▶ Problem
Find where "Target: green field" appears in the records below, then return that line and every later line exactly, stopping only at the last line.

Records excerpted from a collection
Content starts

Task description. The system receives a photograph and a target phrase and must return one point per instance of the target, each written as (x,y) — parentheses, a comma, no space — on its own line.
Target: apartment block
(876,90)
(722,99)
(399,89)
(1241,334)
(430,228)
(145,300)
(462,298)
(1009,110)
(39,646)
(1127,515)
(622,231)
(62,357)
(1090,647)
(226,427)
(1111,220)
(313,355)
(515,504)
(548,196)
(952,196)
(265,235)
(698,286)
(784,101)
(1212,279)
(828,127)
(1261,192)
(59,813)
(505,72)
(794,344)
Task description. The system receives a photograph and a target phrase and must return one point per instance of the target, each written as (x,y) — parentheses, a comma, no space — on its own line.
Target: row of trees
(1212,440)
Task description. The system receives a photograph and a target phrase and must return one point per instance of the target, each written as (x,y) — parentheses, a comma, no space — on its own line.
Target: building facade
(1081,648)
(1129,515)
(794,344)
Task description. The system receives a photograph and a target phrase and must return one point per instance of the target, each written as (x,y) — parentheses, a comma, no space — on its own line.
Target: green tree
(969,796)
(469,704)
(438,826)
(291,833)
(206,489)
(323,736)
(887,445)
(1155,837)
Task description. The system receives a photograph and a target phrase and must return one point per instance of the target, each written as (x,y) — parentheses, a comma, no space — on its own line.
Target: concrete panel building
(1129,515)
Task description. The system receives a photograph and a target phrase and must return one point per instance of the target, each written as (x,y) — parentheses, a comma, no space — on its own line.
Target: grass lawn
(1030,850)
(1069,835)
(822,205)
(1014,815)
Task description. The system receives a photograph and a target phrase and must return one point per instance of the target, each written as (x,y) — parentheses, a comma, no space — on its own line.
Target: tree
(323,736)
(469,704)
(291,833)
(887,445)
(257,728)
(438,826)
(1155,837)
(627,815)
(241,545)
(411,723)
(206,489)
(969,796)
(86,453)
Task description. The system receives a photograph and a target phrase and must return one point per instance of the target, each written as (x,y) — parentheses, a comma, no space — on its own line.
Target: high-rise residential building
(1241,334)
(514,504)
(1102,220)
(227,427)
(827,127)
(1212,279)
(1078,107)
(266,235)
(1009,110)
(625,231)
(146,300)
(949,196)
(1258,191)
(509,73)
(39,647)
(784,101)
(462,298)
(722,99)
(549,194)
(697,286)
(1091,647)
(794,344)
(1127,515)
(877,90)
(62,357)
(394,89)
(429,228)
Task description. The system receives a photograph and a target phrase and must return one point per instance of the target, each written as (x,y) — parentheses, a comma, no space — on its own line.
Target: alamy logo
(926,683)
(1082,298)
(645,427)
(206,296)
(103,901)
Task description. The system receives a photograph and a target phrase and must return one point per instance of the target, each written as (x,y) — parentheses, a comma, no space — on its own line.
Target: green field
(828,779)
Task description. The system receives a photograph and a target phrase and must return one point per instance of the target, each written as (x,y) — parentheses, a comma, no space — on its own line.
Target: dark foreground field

Content ends

▶ Answer
Target: green field
(828,779)
Task description. The system receives a photograph and a target phrase and must return one point per instance of the target, each written as (x,y) — parentheses, a comma, no space — on its own line.
Target: dark foreground field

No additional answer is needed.